Take the line that contains "Note to the class: point out the open" as the first and the last line of the material as the final one; set down exactly the lines in that span.

• [Stored items from a collection]

* start *

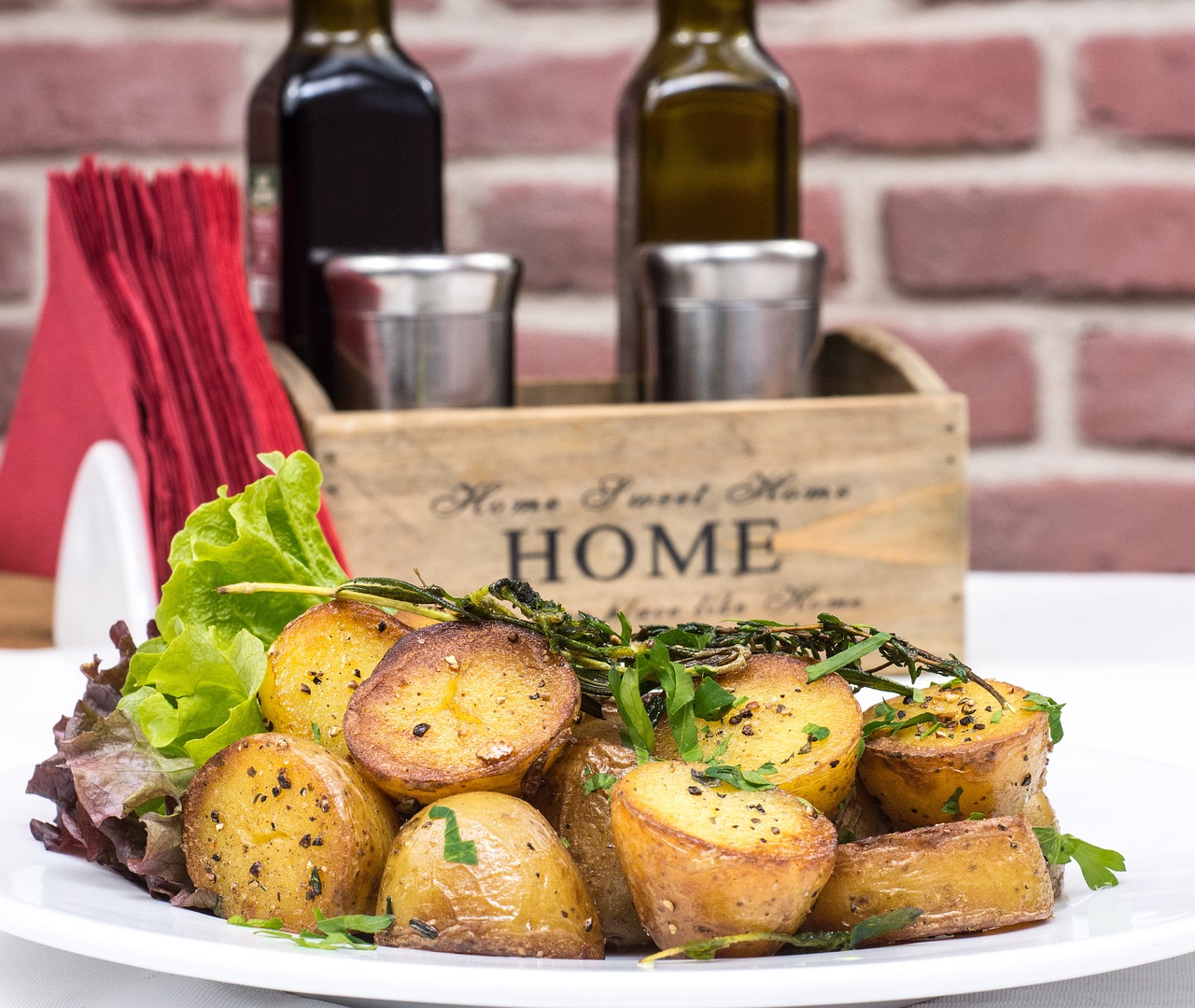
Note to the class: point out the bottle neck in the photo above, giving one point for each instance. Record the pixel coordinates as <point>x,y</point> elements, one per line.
<point>340,21</point>
<point>713,17</point>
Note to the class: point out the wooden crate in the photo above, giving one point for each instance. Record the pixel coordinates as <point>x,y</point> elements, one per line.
<point>852,502</point>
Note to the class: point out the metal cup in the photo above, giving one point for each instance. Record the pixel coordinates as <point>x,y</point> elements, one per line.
<point>422,331</point>
<point>729,319</point>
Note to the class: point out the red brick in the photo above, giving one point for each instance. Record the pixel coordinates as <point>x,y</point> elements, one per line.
<point>1072,525</point>
<point>918,96</point>
<point>133,96</point>
<point>1053,240</point>
<point>16,246</point>
<point>994,368</point>
<point>822,221</point>
<point>499,101</point>
<point>1136,389</point>
<point>564,234</point>
<point>557,355</point>
<point>13,351</point>
<point>1140,86</point>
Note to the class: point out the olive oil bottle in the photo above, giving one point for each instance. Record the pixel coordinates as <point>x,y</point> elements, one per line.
<point>709,148</point>
<point>344,155</point>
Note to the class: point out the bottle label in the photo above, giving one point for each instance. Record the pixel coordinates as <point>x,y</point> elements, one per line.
<point>264,247</point>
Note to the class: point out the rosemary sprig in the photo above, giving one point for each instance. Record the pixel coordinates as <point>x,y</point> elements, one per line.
<point>594,649</point>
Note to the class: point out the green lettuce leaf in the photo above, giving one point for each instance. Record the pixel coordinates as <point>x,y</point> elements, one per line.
<point>268,533</point>
<point>194,696</point>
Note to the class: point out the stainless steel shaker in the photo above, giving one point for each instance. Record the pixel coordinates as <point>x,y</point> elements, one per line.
<point>418,331</point>
<point>729,319</point>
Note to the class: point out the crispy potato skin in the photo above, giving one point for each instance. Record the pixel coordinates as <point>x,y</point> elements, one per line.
<point>967,876</point>
<point>583,820</point>
<point>277,827</point>
<point>707,861</point>
<point>463,707</point>
<point>768,729</point>
<point>998,767</point>
<point>859,816</point>
<point>316,662</point>
<point>1041,814</point>
<point>524,897</point>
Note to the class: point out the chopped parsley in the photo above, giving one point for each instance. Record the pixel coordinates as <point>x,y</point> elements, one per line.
<point>951,806</point>
<point>806,941</point>
<point>1053,709</point>
<point>342,931</point>
<point>1097,863</point>
<point>461,852</point>
<point>594,781</point>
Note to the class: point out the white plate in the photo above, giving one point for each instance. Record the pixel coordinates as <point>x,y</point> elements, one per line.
<point>69,904</point>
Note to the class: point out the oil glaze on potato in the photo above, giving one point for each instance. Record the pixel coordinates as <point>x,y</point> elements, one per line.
<point>965,876</point>
<point>523,897</point>
<point>707,860</point>
<point>998,760</point>
<point>769,727</point>
<point>280,827</point>
<point>316,665</point>
<point>583,820</point>
<point>463,707</point>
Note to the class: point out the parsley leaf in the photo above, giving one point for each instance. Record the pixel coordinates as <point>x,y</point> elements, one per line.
<point>594,781</point>
<point>328,931</point>
<point>1097,863</point>
<point>806,941</point>
<point>846,657</point>
<point>951,806</point>
<point>463,852</point>
<point>1036,701</point>
<point>737,777</point>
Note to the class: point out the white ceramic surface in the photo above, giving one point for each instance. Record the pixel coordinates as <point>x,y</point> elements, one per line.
<point>105,572</point>
<point>68,904</point>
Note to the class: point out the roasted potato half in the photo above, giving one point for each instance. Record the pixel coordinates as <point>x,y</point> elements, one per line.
<point>593,754</point>
<point>704,859</point>
<point>463,707</point>
<point>281,827</point>
<point>965,876</point>
<point>524,896</point>
<point>980,759</point>
<point>316,665</point>
<point>780,722</point>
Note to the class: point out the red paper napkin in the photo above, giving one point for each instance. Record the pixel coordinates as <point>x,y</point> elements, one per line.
<point>146,337</point>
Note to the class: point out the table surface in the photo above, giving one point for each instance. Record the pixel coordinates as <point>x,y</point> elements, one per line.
<point>1062,626</point>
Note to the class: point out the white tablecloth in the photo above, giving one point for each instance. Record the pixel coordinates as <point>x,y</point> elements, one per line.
<point>1057,633</point>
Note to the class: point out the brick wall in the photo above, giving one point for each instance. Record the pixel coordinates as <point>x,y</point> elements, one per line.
<point>1011,185</point>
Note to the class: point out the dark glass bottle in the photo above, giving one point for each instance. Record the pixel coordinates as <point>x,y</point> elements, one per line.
<point>709,148</point>
<point>344,155</point>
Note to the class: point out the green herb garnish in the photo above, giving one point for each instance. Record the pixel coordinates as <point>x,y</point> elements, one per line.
<point>806,941</point>
<point>951,806</point>
<point>594,781</point>
<point>328,931</point>
<point>1097,863</point>
<point>461,852</point>
<point>1036,701</point>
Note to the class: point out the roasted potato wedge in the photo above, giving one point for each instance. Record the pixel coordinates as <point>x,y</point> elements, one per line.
<point>281,827</point>
<point>771,727</point>
<point>1041,814</point>
<point>316,665</point>
<point>583,820</point>
<point>704,859</point>
<point>463,707</point>
<point>997,759</point>
<point>965,876</point>
<point>859,817</point>
<point>523,897</point>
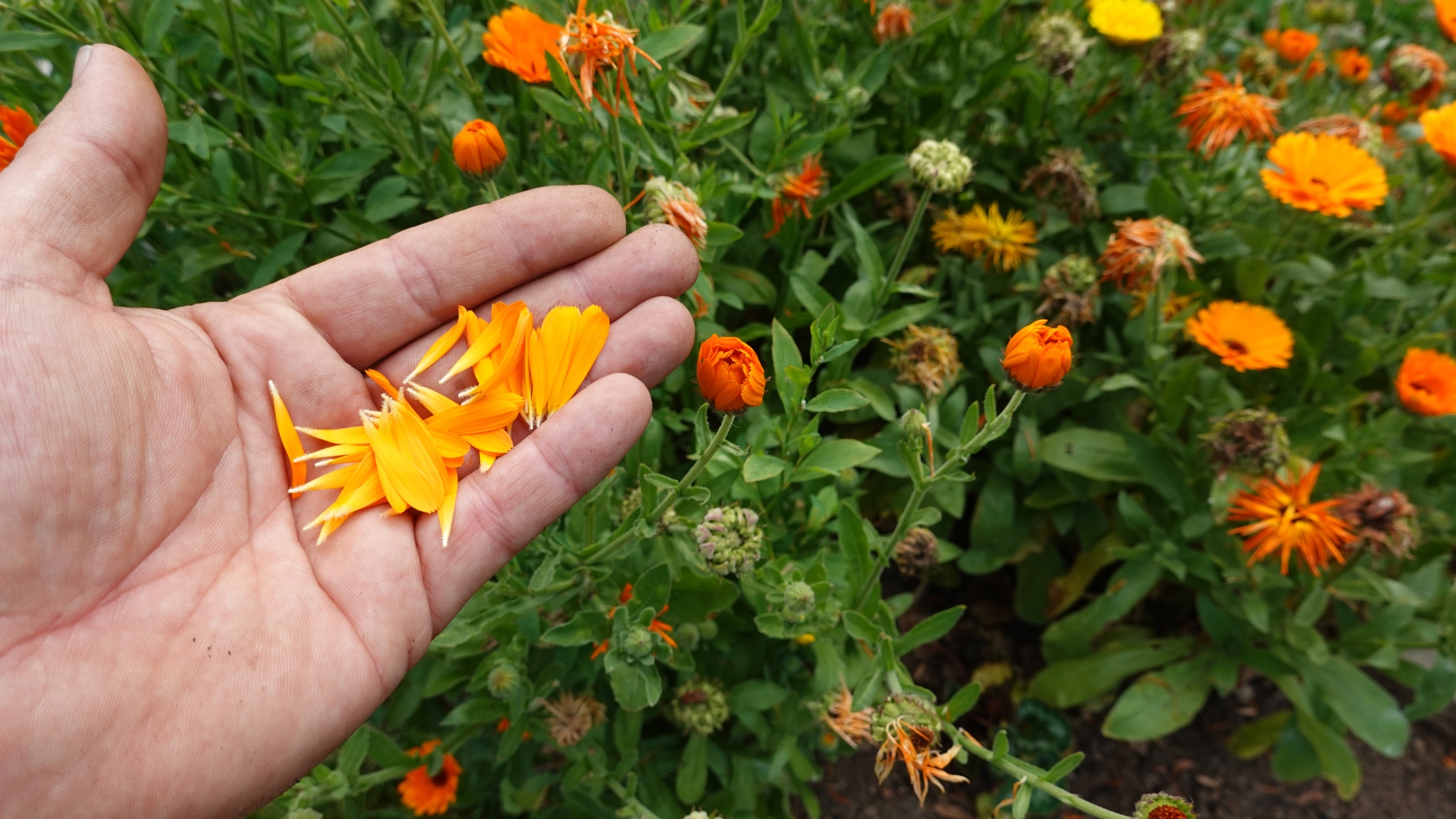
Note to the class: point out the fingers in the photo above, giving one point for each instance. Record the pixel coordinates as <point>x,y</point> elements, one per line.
<point>373,300</point>
<point>77,193</point>
<point>501,510</point>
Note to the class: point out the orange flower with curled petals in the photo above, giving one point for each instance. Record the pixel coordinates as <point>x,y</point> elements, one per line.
<point>730,375</point>
<point>520,41</point>
<point>478,148</point>
<point>1216,111</point>
<point>1324,174</point>
<point>1283,519</point>
<point>1242,335</point>
<point>1427,382</point>
<point>1038,356</point>
<point>425,795</point>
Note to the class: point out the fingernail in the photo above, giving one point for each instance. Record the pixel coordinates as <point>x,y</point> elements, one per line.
<point>82,58</point>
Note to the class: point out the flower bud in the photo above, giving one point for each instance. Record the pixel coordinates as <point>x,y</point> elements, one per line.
<point>941,167</point>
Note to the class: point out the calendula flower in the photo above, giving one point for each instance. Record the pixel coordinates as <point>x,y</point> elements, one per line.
<point>1136,256</point>
<point>1324,174</point>
<point>478,148</point>
<point>601,44</point>
<point>1242,335</point>
<point>1427,382</point>
<point>1216,111</point>
<point>730,375</point>
<point>425,795</point>
<point>1005,242</point>
<point>1381,519</point>
<point>571,717</point>
<point>520,41</point>
<point>896,20</point>
<point>1038,356</point>
<point>18,127</point>
<point>927,356</point>
<point>795,191</point>
<point>1128,22</point>
<point>1283,519</point>
<point>1440,131</point>
<point>1353,66</point>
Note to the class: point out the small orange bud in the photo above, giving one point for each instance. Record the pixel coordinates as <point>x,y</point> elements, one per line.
<point>1038,356</point>
<point>478,148</point>
<point>730,373</point>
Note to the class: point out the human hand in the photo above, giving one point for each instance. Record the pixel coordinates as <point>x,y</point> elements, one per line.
<point>171,642</point>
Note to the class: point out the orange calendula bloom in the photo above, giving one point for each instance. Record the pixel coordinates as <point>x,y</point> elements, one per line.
<point>18,127</point>
<point>1283,519</point>
<point>894,22</point>
<point>730,375</point>
<point>1427,382</point>
<point>1324,174</point>
<point>425,795</point>
<point>1351,64</point>
<point>1242,335</point>
<point>1136,256</point>
<point>795,191</point>
<point>478,148</point>
<point>520,41</point>
<point>1216,111</point>
<point>1038,356</point>
<point>601,46</point>
<point>1440,131</point>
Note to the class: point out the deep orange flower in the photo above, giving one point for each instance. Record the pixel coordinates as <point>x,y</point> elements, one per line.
<point>1324,174</point>
<point>795,191</point>
<point>1136,256</point>
<point>1242,335</point>
<point>601,46</point>
<point>1427,382</point>
<point>1353,66</point>
<point>478,148</point>
<point>520,42</point>
<point>425,795</point>
<point>730,375</point>
<point>894,22</point>
<point>1038,356</point>
<point>18,127</point>
<point>1216,111</point>
<point>1283,519</point>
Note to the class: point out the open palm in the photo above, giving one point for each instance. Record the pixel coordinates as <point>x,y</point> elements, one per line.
<point>171,642</point>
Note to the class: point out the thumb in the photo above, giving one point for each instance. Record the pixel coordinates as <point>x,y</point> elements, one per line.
<point>79,190</point>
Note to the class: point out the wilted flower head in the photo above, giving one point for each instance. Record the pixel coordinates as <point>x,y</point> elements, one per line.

* end *

• [Response to the exercise]
Note to the class: point out the open palm in the photo above, giving one point for each instance. Record the pixel coordinates as <point>x,y</point> elements, one per line.
<point>171,642</point>
Note to the class: point out the thumb in the photo above, giving one point for each instance. Record the pixel coordinates as <point>x,y</point> elements, one per line.
<point>79,190</point>
Note to the class: point out the wilted flower head in the photo above, giving one point for each instance. Record the pixel coordinates as <point>x,y</point> elements, one per line.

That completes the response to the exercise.